— Written instruction 1 —
Answer these questions from the article on UKRI's energy research funding, one answer per line, marked (a), (b) and (c):
(a) How much money goes to the new Energy Demand Research Centre?
(b) How many Supergen research hubs receive investment?
(c) Who is Chief Executive of UKRI?
— Written instruction 2 —
Does each statement agree with the article on UKRI's energy research funding? Answer yes or no, then quote the words that decide it.
(a) The total investment is £53 million spread across six research centres.
(b) The two hydrogen hubs receive £17.5 million.
(c) The government's net zero target is set for 2050.
— Written instruction 3 —
Pick up the article on UKRI's energy research funding after its final sentence and keep writing.

— Source extract —

An investment of £53 million in six research centres is expected to drive change in the energy system and help to meet the UK’s net zero target by 2050.  According to UKRI, the energy research centres: “will boost knowledge, create innovative green technologies and reduce demand for energy to achieve greener, cleaner domestic, industrial and transport energy systems.”

UK Research and Innovation (UKRI) has awarded:

  • £15 million for a new Energy Demand Research Centre that will provide solutions for energy demand reduction, understand the impact on consumers, and enable equitable policy decision-making.
  • £17.5 million investment in three Supergen research hubs that will boost innovation in energy distribution, both nationally and internationally, and propel discoveries in renewable energy into impactful new technologies.
  • £20 million in two hubs that deliver options to integrate clean and sustainable hydrogen into the domestic, industrial and transport energy systems.

Professor Dame Ottoline Leyser, Chief Executive of UKRI, said:“The government has set a target of reaching net zero emissions by 2050, requiring rapid decarbonisation of our energy systems. UKRI is leveraging its ability to work across disciplines to support this ambition through a major portfolio of investments that will catalyse innovation and new green energy systems.

— Provided material —
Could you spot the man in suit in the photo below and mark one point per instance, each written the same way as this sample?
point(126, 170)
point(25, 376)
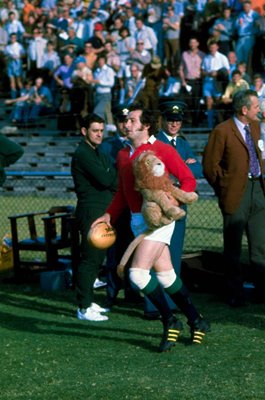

— Exercise result 1 —
(a) £15 million
(b) Three
(c) Professor Dame Ottoline Leyser

— Exercise result 2 —
(a) Yes: "An investment of £53 million in six research centres"
(b) No: "£20 million in two hubs that deliver options to integrate clean and sustainable hydrogen"
(c) Yes: "The government has set a target of reaching net zero emissions by 2050"

— Exercise result 3 —
“The funding announced today will support researchers and innovators to develop game changing ideas to improve domestic, industrial and transport energy systems.”

Energy Demand Research Centre

Energy demand reduction will improve energy security, reduce household energy bills and address climate change. Reducing energy use could help meet half of the required emissions reductions we need to become a Net Zero society by 2050. However, fundamental changes will be needed in order to to enable a significant reduction in energy demand and increase in the use of low-carbon technologies.

The EDRC will gather evidence on the impact of energy demand reduction, building a solid knowledge base including varied perspectives of how a low-demand future may play out in reality and how demand could become more flexible. They will determine the place-based solutions, skills and policies that are likely to be necessary,  while also considering how energy demand can be embedded in governance.

A new national Energy Demand Research Centre will build an evidence base for understanding consumer behaviour, assessing the impact of socio-technical energy demand reduction measures, and research mechanisms to improve energy efficiency.

The centre, based at the universities of Sussex and Newcastle, will investigate how domestic, industrial and transport energy demand reduction can be delivered on a local and national level across the UK.

The centre has been awarded £15 million from EPSRC and the Economic and Social Research Council (ESRC).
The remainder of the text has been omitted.